START Input rows

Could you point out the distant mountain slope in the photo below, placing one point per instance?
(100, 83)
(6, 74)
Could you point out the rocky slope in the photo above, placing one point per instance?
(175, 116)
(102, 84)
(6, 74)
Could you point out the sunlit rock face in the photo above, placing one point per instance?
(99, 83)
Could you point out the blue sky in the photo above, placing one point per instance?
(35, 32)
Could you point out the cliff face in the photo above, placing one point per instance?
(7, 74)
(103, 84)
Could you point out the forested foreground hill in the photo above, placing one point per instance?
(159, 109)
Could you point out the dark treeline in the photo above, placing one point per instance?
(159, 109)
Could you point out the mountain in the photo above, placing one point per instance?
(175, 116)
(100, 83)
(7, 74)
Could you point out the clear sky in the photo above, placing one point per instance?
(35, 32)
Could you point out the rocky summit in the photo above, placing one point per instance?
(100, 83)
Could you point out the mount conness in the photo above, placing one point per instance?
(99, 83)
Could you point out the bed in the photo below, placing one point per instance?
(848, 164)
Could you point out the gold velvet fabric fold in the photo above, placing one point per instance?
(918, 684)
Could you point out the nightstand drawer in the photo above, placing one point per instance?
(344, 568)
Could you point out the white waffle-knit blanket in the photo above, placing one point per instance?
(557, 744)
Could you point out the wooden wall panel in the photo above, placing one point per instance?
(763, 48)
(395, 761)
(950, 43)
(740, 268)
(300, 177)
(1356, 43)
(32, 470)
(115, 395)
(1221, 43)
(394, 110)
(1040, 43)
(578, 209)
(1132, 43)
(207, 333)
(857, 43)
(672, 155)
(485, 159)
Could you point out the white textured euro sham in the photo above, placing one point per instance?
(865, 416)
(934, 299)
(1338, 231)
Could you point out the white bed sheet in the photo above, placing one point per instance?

END Input rows

### Problem
Reproduce all of the entries above verbatim.

### Written response
Could you point out the distant mountain slope in the photo below, placing one point per instance?
(100, 83)
(6, 74)
Could you point out the rocky slope in the photo above, placing one point per instance?
(175, 116)
(102, 84)
(6, 74)
Could you point out the sunlit rock face in the photo above, placing one point per instance?
(99, 83)
Could you point out the blue sky in the photo above, placing one point per instance?
(35, 32)
Could you point out the cliff face in the photo above, placing one point per instance?
(7, 74)
(103, 84)
Could you point out the forested foreground hill in the photo above, placing one point per instance?
(159, 109)
Could you point out the dark treeline in the photo above, placing one point per instance?
(159, 109)
Could you point out the mountain in the photo above, placing one point per instance?
(175, 116)
(100, 83)
(7, 74)
Could you point out the clear sky in the photo above, placing one point per instance?
(35, 32)
Could you point out the rocky summit in the photo above, placing one point per instance?
(100, 83)
Could you point out the mount conness in the photo above, placing one point per instance?
(99, 83)
Could you point out the bed in the photo below, placing one point per instance?
(848, 164)
Could you point out the gold velvet fabric fold in the photo above, placing one point per instance?
(918, 684)
Could you point out the nightstand drawer in the photo above, placing one point per instance?
(344, 568)
Could you point out the white waffle-knit blanket in the photo above, placing one point per instance?
(557, 744)
Could you point out the wooden wall panel in the photo above, placing one point per instance?
(763, 48)
(395, 761)
(950, 43)
(740, 268)
(300, 177)
(1356, 43)
(32, 470)
(115, 395)
(1221, 43)
(394, 110)
(1040, 43)
(578, 209)
(1132, 43)
(207, 333)
(857, 43)
(672, 155)
(485, 159)
Could you point out the white textured euro sham in the photo above, placing one point per instance?
(865, 416)
(934, 299)
(1338, 231)
Could you point out the white bed sheet in the photo above, placing one point per instance?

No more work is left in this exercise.